**Tarefa do exercício 1:** Reproduza fielmente o trecho sobre a mestiçagem no Junco entre "A nossa mestiçagem" e "negro de senzala.", inclusive.
##### Trecho do texto
A nossa mestiçagem é fruto genuíno do cruzamento do branco com o índio, mais propriamente com a índia, e quando o negro pisou o solo junquês, este já estava com sua povoação devidamente constituída em sua linhagem genética e fortemente segregacionista em suas relações sócio-culturais. O Junco que recebeu bem alguns negros remediados, foi o mesmo que desdenhou de outros renegados da sorte. Havia o “Doutor Fulano” e o outro que era apenas “Negão”. Negão tinha nome, mas ninguém sabia ao certo. Para que nome se sua sina de escravo continuava? A bajulação ao primeiro vinha da afirmação racista “preto com alma branca” enquanto que o segundo era visto como negro de senzala.
##########
##### Dados da tarefa
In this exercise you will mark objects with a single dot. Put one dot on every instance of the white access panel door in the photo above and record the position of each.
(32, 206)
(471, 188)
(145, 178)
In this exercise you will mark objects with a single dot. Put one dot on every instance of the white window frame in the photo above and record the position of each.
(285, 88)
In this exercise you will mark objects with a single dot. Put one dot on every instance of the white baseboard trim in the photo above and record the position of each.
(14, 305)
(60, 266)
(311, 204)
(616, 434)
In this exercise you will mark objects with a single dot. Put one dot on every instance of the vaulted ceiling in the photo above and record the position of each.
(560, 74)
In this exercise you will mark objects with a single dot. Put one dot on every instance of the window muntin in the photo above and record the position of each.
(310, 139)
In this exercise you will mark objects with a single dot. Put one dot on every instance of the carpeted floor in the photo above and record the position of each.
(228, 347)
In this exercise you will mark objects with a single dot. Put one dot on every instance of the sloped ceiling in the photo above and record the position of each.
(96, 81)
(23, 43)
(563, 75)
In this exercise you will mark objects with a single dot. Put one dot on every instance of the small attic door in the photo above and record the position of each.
##########
##### Dados da tarefa
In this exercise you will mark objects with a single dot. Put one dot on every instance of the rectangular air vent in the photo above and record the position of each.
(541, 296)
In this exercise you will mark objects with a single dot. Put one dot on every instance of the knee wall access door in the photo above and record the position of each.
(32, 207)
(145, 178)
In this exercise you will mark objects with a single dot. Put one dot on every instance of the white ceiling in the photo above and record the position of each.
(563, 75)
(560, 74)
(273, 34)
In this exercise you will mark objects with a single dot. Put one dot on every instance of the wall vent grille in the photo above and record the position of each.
##########
**Tarefa do exercício 2:** Reúna todas as linhas das entradas que contêm a palavra "access", diferenciando maiúsculas de minúsculas.

**Resolução 1:**
A nossa mestiçagem é fruto genuíno do cruzamento do branco com o índio, mais propriamente com a índia, e quando o negro pisou o solo junquês, este já estava com sua povoação devidamente constituída em sua linhagem genética e fortemente segregacionista em suas relações sócio-culturais. O Junco que recebeu bem alguns negros remediados, foi o mesmo que desdenhou de outros renegados da sorte. Havia o “Doutor Fulano” e o outro que era apenas “Negão”. Negão tinha nome, mas ninguém sabia ao certo. Para que nome se sua sina de escravo continuava? A bajulação ao primeiro vinha da afirmação racista “preto com alma branca” enquanto que o segundo era visto como negro de senzala.

**Resolução 2:**
In this exercise you will mark objects with a single dot. Put one dot on every instance of the white access panel door in the photo above and record the position of each.
In this exercise you will mark objects with a single dot. Put one dot on every instance of the knee wall access door in the photo above and record the position of each.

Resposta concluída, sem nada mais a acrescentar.